#### [Extracted entries]
·····

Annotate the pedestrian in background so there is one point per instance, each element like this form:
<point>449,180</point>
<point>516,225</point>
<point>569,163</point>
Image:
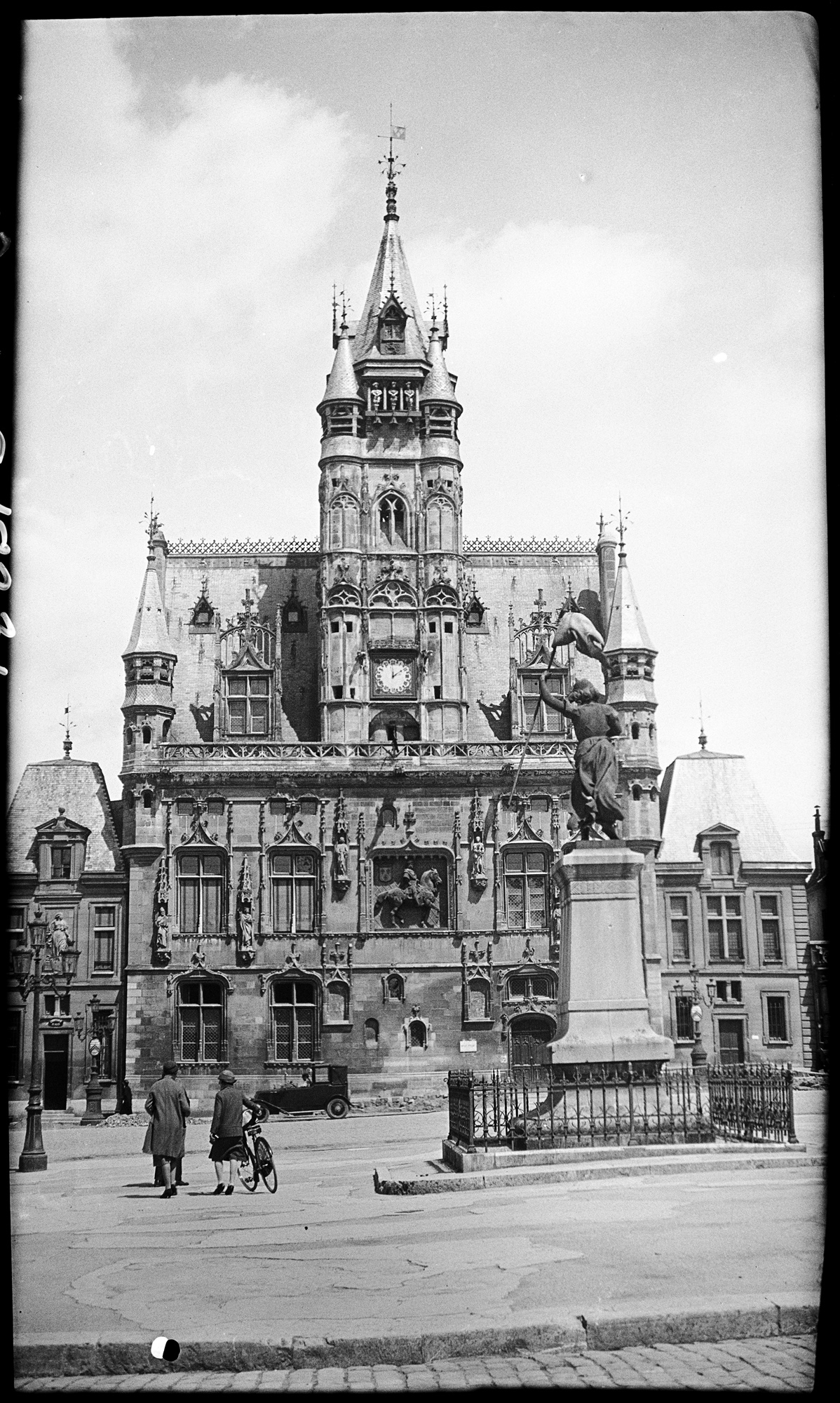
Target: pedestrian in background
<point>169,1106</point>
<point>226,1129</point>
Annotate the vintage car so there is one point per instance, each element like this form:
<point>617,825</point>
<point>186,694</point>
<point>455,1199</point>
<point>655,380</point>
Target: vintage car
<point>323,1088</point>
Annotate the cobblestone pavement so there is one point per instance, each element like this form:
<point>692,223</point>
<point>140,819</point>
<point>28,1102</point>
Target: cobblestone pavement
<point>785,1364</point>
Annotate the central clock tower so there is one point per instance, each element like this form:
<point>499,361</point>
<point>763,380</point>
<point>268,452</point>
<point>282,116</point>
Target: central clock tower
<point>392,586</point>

·····

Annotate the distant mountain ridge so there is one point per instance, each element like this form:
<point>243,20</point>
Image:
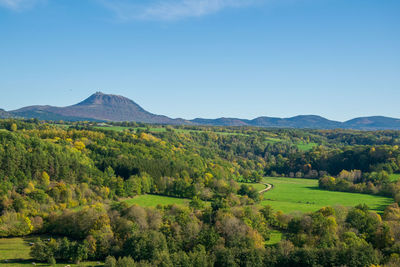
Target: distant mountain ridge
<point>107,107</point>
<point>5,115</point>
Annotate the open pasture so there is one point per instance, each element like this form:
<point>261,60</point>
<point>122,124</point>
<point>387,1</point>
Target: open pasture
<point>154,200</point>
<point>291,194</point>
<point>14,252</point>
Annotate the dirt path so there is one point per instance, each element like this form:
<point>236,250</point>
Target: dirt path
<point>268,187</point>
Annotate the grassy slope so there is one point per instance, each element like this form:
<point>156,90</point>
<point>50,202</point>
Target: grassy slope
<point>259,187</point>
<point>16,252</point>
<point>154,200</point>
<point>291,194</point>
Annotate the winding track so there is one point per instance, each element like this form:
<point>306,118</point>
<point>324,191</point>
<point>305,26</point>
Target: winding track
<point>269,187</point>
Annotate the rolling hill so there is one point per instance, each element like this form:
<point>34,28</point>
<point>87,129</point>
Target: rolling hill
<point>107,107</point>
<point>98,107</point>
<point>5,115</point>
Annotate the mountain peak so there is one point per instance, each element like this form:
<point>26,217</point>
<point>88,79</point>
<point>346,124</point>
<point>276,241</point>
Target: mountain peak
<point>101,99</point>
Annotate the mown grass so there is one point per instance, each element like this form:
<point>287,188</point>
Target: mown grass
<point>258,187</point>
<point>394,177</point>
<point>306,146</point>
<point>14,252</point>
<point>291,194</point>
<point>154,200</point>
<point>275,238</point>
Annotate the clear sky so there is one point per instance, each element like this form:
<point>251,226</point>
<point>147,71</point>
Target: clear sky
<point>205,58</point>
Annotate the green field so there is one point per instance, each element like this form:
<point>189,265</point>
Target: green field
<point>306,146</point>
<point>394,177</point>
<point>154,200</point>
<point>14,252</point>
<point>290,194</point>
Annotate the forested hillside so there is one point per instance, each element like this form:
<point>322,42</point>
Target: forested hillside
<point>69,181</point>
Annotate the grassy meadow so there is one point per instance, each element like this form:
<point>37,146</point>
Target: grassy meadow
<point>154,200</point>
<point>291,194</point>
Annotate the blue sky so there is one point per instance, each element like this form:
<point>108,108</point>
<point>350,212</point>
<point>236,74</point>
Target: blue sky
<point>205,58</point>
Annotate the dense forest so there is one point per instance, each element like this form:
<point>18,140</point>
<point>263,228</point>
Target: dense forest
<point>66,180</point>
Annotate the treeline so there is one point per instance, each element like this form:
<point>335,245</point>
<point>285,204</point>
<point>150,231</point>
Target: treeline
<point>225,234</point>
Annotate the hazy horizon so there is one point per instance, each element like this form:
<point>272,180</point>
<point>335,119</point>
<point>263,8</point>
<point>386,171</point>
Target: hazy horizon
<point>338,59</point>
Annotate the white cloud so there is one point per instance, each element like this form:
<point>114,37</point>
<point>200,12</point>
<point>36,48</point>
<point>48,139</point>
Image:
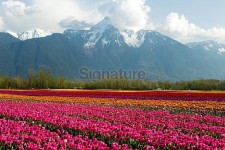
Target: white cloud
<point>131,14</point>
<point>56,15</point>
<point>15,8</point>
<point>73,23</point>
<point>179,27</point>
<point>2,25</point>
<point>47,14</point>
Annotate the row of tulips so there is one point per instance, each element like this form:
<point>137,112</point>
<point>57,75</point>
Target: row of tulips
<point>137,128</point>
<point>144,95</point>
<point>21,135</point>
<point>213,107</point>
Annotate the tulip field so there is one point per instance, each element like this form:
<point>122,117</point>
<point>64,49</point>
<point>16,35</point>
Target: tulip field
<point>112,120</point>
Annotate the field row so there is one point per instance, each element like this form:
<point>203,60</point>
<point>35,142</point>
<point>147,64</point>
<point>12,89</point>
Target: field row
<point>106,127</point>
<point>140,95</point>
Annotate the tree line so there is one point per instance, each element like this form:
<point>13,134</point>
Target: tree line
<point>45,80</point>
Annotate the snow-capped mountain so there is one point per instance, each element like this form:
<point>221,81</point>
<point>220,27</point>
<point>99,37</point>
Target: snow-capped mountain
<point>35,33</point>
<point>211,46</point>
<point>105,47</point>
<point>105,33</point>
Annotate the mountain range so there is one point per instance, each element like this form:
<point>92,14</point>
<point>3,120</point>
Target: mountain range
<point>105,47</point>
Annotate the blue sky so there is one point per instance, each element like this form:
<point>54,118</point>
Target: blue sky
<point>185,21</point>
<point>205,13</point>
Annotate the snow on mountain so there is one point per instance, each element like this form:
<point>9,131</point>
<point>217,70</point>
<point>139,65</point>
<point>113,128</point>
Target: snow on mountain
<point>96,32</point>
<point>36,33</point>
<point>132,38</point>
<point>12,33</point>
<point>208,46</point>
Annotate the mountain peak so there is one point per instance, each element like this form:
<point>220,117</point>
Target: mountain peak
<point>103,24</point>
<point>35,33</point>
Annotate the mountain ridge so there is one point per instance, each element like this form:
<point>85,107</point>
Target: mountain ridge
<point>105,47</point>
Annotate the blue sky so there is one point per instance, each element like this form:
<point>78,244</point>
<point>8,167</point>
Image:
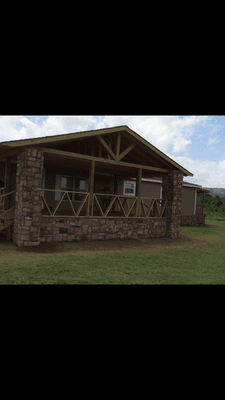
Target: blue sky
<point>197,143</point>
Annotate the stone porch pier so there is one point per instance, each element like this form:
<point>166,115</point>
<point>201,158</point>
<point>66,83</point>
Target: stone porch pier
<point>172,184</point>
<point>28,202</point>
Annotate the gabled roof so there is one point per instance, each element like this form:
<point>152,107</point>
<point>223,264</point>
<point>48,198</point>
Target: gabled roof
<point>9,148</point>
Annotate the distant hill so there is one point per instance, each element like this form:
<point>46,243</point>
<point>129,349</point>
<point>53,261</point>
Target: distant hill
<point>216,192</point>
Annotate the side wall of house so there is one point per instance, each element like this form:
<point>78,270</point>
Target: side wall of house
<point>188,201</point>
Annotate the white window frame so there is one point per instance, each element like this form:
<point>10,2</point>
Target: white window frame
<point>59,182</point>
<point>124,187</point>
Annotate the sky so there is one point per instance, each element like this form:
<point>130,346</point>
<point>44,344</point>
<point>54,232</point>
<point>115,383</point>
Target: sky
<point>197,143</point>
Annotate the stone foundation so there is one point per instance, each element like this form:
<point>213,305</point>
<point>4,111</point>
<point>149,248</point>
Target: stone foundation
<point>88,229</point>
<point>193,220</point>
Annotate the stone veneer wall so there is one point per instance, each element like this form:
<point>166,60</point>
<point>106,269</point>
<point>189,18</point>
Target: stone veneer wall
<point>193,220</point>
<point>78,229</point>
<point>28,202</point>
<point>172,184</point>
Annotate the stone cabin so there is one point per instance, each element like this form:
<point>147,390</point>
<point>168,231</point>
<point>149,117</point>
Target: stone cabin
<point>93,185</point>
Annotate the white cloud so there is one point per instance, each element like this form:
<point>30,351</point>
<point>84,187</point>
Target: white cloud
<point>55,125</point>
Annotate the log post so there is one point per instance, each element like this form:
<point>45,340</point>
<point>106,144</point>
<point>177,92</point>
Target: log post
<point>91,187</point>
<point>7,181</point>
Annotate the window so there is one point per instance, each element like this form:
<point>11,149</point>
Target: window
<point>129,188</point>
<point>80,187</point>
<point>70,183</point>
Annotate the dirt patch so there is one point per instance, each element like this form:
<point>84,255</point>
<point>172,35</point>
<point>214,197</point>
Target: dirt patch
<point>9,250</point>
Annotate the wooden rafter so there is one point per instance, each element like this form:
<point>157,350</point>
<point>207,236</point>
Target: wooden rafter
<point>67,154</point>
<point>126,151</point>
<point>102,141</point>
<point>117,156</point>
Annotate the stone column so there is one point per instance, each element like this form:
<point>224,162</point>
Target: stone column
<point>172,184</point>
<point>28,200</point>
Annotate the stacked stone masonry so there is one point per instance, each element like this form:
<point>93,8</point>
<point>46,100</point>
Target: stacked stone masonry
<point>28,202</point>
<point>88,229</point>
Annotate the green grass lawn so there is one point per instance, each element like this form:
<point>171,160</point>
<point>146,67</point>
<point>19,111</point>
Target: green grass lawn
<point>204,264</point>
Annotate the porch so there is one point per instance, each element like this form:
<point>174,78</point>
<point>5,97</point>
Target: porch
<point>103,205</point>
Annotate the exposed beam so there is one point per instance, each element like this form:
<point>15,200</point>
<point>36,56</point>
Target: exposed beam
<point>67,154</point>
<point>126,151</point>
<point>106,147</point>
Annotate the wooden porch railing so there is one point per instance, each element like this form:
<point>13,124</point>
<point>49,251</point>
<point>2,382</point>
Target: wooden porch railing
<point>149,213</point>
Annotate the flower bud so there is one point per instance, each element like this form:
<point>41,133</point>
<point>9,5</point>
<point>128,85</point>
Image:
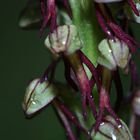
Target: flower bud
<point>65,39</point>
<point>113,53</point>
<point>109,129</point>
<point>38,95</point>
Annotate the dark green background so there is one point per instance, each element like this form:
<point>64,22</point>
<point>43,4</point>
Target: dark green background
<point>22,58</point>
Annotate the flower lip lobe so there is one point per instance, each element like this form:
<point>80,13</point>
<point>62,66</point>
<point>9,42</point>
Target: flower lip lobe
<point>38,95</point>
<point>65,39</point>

·····

#### [What needs to be done]
The lines above, starting at the one with "Target: stone veneer wall" and ending at the one with "<point>11,149</point>", are the only ones to return, exactly as written.

#### [Solution to this exercise]
Target: stone veneer wall
<point>193,220</point>
<point>78,229</point>
<point>28,202</point>
<point>172,184</point>
Annotate the stone cabin so there is one point per instance, each element like this form:
<point>147,390</point>
<point>168,231</point>
<point>149,117</point>
Target: stone cabin
<point>93,185</point>
Annotate the white cloud so there is one point per instance, each element like this form:
<point>30,351</point>
<point>84,187</point>
Target: white cloud
<point>55,125</point>
Annotate the log post so there is one point per instance, each element like this form:
<point>45,340</point>
<point>106,144</point>
<point>177,92</point>
Target: log post
<point>91,187</point>
<point>7,181</point>
Annotate the window so there is one point per instance, each element like this form:
<point>11,149</point>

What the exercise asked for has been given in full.